━━━━━ Text excerpt

The decision



Upper Tribunal
(Immigration and Asylum Chamber) Appeal Number: IA/43212/2013


THE IMMIGRATION ACTS


Heard at Field House
Determination Promulgated
On 9th September 2014
On 16th September 2014




Before

DEPUTY UPPER TRIBUNAL JUDGE DAVIDGE

Between

dayani lakmalee kasthuri arachchilags
Appellant

and

THE SECRETARY OF STATE FOR THE HOME DEPARTMENT


Respondent


Representation:

For the Appellant: Ms S Pararajasingam, Solicitor instructed by Freedman Alexander LLP
For the Respondent: Mr P Nath, Home Office Presenting Officer


DETERMINATION AND REASONS

1. The Appellant appeals with permission a decision of the First-tier Tribunal (Judge Oakley) promulgated on 18th March 2014 in which the judge dismissed this Sri Lankan national's appeal against a decision of the Respondent refusing her application to switch from visitor status to dependant of her husband, present as a Tier 2 (Entrepreneur) under the points-based system. The Respondent had refused the application because the Rules made no provision for switching, requiring applicants to have been granted leave to enter as the dependant of the points-based migrant.
2. In the grant of permission Upper Tribunal Judge Freeman draws attention to the judge's recognition that the Appellant's two children, both who had been in the United Kingdom since 2011, attending Clifton Lodge Preparatory School, had been permitted to switch to leave in line with their father, a circumstance facilitated by the fact that the Tier 4 status they enjoyed was also a points-based status, and the Rules permitting switching between points based categories.

━━━━━━━━━━
━━━━━ Records provided

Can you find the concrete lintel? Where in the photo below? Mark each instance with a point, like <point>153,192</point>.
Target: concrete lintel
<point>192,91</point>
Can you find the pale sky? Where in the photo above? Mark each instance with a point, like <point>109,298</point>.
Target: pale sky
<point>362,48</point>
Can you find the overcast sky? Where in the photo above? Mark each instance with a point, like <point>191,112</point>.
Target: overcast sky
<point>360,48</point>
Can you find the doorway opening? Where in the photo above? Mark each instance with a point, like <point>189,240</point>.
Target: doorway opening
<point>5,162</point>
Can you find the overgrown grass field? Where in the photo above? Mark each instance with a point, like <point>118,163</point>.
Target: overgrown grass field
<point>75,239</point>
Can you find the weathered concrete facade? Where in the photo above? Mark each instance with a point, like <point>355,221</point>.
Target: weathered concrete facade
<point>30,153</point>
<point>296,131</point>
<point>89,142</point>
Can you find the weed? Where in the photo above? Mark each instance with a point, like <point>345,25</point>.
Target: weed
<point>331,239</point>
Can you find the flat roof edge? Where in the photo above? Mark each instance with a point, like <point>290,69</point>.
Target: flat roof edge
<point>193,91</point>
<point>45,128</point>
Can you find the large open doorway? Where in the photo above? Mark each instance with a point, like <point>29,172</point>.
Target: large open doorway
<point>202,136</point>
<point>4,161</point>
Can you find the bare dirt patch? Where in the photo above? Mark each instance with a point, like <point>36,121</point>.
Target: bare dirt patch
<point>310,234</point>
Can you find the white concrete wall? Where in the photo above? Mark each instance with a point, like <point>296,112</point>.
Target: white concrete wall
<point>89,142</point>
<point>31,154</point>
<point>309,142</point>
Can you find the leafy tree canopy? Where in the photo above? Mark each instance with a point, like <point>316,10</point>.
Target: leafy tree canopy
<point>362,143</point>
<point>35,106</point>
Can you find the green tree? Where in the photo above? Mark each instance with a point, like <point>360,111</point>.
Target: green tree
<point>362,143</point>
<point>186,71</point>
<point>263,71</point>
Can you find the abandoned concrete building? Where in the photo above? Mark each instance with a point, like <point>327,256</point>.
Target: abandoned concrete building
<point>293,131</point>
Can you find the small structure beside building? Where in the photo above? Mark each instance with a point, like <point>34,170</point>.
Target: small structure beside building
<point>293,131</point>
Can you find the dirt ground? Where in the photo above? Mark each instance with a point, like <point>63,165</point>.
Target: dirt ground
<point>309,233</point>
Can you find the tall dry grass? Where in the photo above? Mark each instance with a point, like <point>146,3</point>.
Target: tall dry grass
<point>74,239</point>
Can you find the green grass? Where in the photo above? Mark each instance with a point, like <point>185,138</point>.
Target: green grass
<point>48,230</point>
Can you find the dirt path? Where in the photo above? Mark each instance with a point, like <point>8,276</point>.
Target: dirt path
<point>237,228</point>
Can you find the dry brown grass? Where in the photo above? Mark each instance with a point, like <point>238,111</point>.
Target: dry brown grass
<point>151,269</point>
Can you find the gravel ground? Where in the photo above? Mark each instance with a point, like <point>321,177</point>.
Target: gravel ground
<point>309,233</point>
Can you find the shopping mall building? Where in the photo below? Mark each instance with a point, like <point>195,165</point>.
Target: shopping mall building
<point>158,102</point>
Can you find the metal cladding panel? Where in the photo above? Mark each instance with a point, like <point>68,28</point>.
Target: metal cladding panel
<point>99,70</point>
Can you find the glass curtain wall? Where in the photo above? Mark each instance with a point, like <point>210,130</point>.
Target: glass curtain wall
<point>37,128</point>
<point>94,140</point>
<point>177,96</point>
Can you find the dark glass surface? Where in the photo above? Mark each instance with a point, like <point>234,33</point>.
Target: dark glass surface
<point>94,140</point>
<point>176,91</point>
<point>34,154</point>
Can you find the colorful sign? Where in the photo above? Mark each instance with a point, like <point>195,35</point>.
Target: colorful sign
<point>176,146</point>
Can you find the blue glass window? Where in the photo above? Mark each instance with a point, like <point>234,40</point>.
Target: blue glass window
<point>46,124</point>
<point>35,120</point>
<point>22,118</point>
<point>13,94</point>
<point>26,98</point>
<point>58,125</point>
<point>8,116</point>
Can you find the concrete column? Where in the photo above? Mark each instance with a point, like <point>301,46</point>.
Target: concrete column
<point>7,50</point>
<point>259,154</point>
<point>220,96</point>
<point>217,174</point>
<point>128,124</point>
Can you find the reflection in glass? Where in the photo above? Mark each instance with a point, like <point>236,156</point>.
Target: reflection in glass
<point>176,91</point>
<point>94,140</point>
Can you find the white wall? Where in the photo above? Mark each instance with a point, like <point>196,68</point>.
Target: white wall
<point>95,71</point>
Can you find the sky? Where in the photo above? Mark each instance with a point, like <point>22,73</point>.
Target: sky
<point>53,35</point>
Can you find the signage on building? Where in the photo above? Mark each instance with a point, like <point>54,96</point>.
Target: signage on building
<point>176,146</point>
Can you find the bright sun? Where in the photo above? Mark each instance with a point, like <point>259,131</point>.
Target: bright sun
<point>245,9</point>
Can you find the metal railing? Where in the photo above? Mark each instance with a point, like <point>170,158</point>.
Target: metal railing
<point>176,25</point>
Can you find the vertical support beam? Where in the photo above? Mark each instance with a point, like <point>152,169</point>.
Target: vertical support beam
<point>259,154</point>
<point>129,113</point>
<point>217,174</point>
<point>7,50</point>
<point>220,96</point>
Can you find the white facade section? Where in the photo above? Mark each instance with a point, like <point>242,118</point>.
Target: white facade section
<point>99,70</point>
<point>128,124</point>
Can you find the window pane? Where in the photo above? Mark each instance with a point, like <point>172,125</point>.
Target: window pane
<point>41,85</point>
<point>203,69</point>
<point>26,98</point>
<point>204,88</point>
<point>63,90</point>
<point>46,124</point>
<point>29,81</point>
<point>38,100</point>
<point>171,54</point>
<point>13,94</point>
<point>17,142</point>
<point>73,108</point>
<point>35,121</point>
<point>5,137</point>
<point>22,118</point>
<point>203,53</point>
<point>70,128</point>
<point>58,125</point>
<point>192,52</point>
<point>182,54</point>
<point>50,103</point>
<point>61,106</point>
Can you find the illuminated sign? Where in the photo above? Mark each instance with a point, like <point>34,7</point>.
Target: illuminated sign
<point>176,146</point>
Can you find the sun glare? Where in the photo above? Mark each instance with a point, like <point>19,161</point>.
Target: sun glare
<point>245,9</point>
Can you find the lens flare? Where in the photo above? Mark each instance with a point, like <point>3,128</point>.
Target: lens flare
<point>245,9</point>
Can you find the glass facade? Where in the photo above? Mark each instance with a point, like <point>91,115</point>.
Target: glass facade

━━━━━━━━━━

Task statement: Retype everything in the tribunal decision from "For the Appellant: Ms" down to "the points-based migrant.". The data above comes from a separate source, not from the tribunal decision.

Solution for this exercise:
For the Appellant: Ms S Pararajasingam, Solicitor instructed by Freedman Alexander LLP
For the Respondent: Mr P Nath, Home Office Presenting Officer


DETERMINATION AND REASONS

1. The Appellant appeals with permission a decision of the First-tier Tribunal (Judge Oakley) promulgated on 18th March 2014 in which the judge dismissed this Sri Lankan national's appeal against a decision of the Respondent refusing her application to switch from visitor status to dependant of her husband, present as a Tier 2 (Entrepreneur) under the points-based system. The Respondent had refused the application because the Rules made no provision for switching, requiring applicants to have been granted leave to enter as the dependant of the points-based migrant.